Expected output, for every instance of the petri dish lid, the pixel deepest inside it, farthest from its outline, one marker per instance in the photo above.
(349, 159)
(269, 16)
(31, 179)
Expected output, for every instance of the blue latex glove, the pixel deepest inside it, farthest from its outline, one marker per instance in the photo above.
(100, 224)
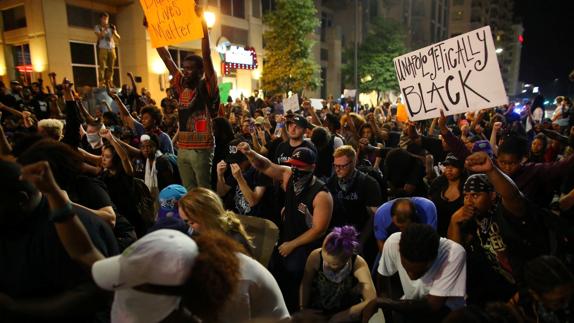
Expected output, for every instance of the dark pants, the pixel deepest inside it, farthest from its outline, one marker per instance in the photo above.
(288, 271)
--
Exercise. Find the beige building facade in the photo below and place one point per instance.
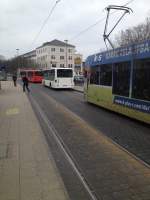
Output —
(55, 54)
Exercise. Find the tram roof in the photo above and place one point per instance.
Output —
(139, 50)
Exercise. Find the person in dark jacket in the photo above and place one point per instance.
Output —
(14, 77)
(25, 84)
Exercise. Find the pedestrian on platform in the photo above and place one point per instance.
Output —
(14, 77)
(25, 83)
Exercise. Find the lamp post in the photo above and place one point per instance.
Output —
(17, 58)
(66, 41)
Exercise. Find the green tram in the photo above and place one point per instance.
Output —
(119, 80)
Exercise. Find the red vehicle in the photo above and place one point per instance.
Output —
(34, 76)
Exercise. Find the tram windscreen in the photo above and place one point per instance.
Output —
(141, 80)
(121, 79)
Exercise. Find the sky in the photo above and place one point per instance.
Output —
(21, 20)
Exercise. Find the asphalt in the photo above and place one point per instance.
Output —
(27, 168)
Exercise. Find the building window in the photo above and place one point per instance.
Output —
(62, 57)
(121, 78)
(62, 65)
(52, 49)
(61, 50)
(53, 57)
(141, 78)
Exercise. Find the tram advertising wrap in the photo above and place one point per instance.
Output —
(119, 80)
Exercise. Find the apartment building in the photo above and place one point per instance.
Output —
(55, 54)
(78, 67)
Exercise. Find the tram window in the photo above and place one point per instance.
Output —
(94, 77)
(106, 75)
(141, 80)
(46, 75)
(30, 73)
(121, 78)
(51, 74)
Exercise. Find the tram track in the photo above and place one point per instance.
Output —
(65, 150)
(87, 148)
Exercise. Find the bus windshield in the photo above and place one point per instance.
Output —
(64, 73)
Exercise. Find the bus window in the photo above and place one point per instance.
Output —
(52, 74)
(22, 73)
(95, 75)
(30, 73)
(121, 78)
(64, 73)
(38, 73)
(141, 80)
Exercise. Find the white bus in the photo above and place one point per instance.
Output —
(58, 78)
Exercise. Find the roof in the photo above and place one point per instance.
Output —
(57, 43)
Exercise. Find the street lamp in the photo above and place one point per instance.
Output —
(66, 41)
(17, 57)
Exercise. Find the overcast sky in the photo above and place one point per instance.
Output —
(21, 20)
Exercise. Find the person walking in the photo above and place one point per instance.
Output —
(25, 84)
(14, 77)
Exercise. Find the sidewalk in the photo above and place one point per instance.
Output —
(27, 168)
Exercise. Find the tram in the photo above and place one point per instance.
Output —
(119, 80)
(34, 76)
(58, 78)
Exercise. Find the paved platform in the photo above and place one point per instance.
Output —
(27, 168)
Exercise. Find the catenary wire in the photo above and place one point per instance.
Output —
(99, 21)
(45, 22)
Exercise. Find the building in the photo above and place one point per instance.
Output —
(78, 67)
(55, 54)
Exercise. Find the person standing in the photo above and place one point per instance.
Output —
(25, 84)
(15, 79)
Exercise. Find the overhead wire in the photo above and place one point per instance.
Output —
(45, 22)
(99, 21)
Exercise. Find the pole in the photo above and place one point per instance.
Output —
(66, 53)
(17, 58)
* * *
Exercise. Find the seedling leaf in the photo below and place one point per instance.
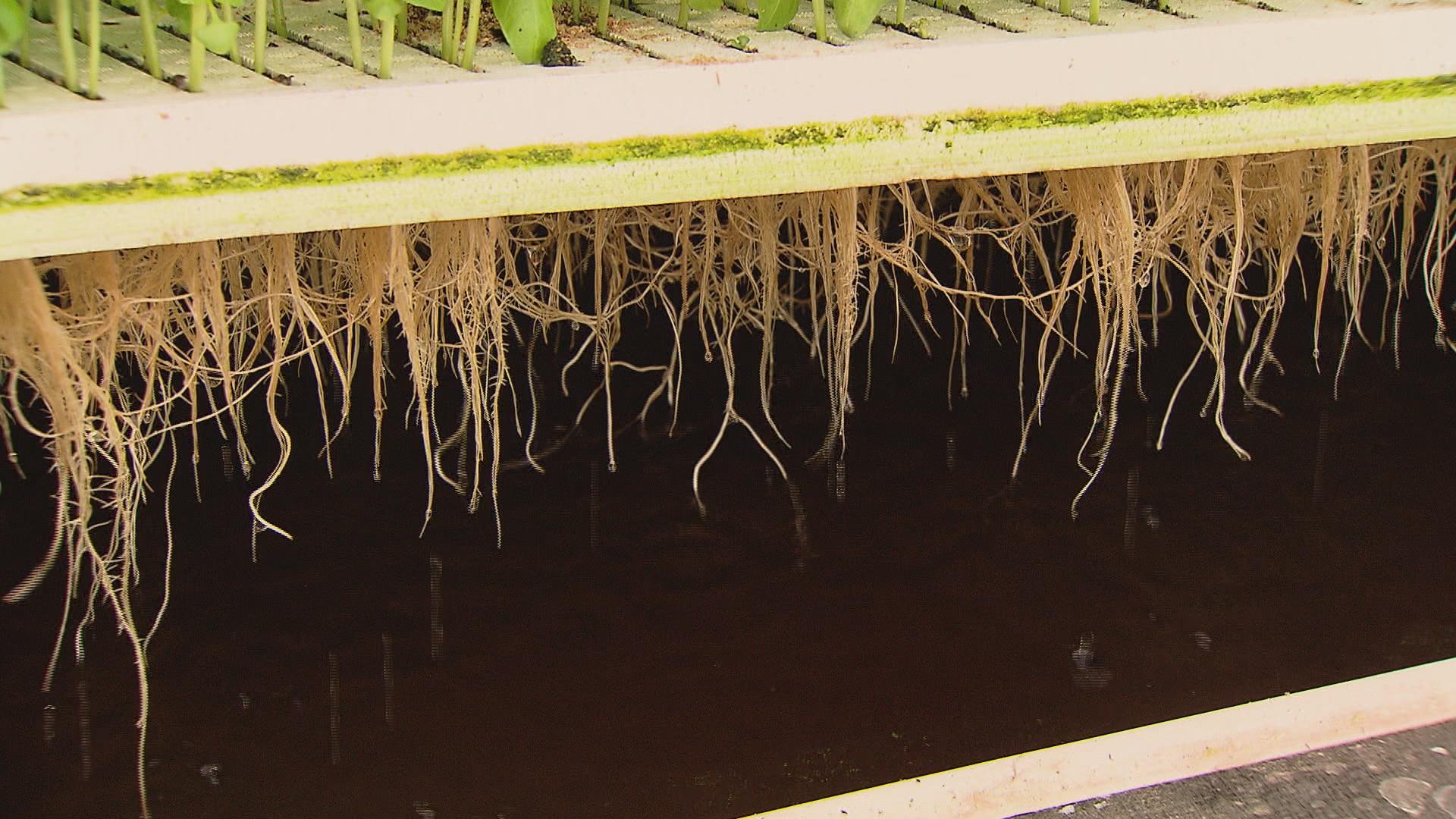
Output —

### [The task]
Copy each line of the listing that contains the string "roof".

### [Result]
Exercise. Find the tram roof in the photo above and place one point per instance.
Exercise. Find the roof in the photo above and place one point per instance.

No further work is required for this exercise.